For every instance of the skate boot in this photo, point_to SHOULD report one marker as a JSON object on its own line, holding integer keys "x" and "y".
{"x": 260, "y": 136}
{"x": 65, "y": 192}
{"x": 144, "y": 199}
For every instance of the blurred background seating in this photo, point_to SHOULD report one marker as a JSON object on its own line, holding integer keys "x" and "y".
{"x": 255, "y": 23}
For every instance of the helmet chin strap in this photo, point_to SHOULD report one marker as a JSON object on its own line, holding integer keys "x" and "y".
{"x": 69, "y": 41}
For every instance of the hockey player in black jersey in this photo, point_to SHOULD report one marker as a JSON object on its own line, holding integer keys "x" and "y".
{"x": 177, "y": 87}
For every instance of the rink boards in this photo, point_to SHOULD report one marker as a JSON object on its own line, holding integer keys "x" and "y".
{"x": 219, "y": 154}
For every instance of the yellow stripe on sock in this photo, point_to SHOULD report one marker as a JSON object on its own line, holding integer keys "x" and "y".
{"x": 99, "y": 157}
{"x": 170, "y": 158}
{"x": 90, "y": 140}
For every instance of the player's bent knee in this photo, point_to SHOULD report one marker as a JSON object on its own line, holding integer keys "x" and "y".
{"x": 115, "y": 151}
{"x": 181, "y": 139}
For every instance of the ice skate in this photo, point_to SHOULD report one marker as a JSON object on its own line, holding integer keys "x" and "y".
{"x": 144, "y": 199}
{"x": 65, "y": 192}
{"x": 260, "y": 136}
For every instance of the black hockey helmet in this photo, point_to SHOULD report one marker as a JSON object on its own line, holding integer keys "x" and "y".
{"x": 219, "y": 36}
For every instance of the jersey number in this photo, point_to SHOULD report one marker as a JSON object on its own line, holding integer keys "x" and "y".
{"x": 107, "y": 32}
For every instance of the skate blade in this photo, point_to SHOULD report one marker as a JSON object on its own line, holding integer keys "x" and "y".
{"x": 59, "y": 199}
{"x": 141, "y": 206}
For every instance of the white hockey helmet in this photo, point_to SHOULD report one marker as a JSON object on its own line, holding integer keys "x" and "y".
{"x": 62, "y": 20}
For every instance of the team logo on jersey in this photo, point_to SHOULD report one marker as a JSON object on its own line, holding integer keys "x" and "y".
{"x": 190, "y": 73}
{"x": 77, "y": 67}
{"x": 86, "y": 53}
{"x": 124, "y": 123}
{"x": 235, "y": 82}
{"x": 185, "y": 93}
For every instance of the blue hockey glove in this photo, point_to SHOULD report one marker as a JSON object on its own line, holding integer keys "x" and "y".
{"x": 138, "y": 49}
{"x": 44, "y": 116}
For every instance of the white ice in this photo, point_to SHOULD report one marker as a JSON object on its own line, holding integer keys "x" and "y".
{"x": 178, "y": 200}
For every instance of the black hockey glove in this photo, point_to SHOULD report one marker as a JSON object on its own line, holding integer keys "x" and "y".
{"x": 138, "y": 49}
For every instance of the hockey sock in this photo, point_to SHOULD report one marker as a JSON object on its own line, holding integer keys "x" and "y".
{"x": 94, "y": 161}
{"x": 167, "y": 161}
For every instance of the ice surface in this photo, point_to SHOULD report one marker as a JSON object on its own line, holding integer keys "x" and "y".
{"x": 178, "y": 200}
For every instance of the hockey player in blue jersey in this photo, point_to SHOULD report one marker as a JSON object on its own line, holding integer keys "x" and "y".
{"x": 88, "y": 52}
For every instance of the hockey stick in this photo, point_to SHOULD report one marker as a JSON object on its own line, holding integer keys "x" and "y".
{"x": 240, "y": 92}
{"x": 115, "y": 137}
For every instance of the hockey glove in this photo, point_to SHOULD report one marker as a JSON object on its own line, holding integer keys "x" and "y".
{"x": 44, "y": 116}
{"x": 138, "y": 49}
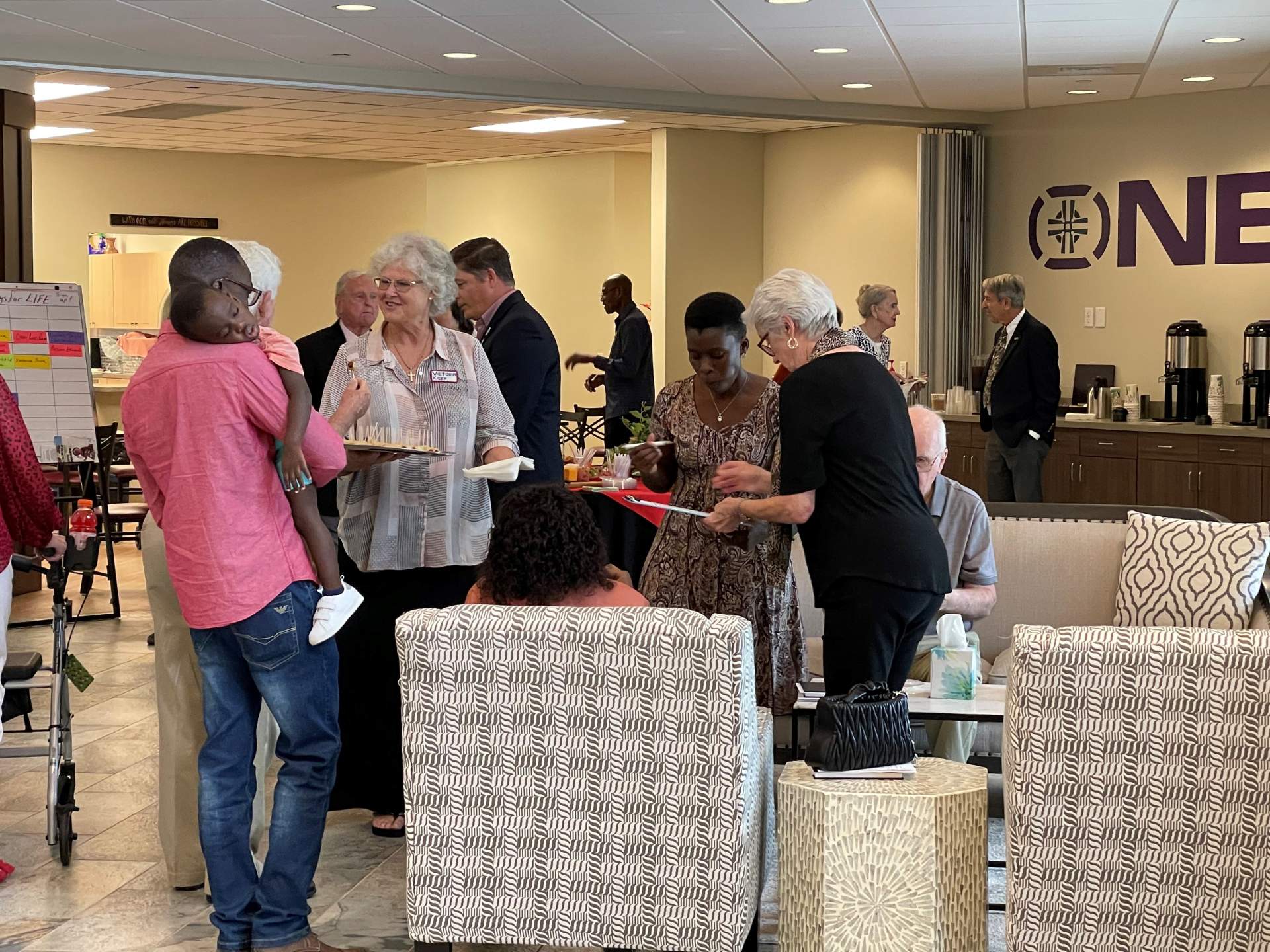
-.-.-
=== Your objective ===
List each of the lines above that contains the word "player", treating uppercase and lowercase letters as distinct.

=== Worked answer ===
For every instance of the hockey player in black jersey in this photo, point_to SHOULD report one marker as a JSON object on its own line, holding integer keys "x" and "y".
For every instance of the player's bent knee in this photo, point_to SHOULD report one marker as a JSON object on its own line, holding integer keys "x" and "y".
For every instance of the hockey player in blue jersey in this photo, point_to SHOULD report one marker as a JSON object on its own line, holding integer keys "x" and "y".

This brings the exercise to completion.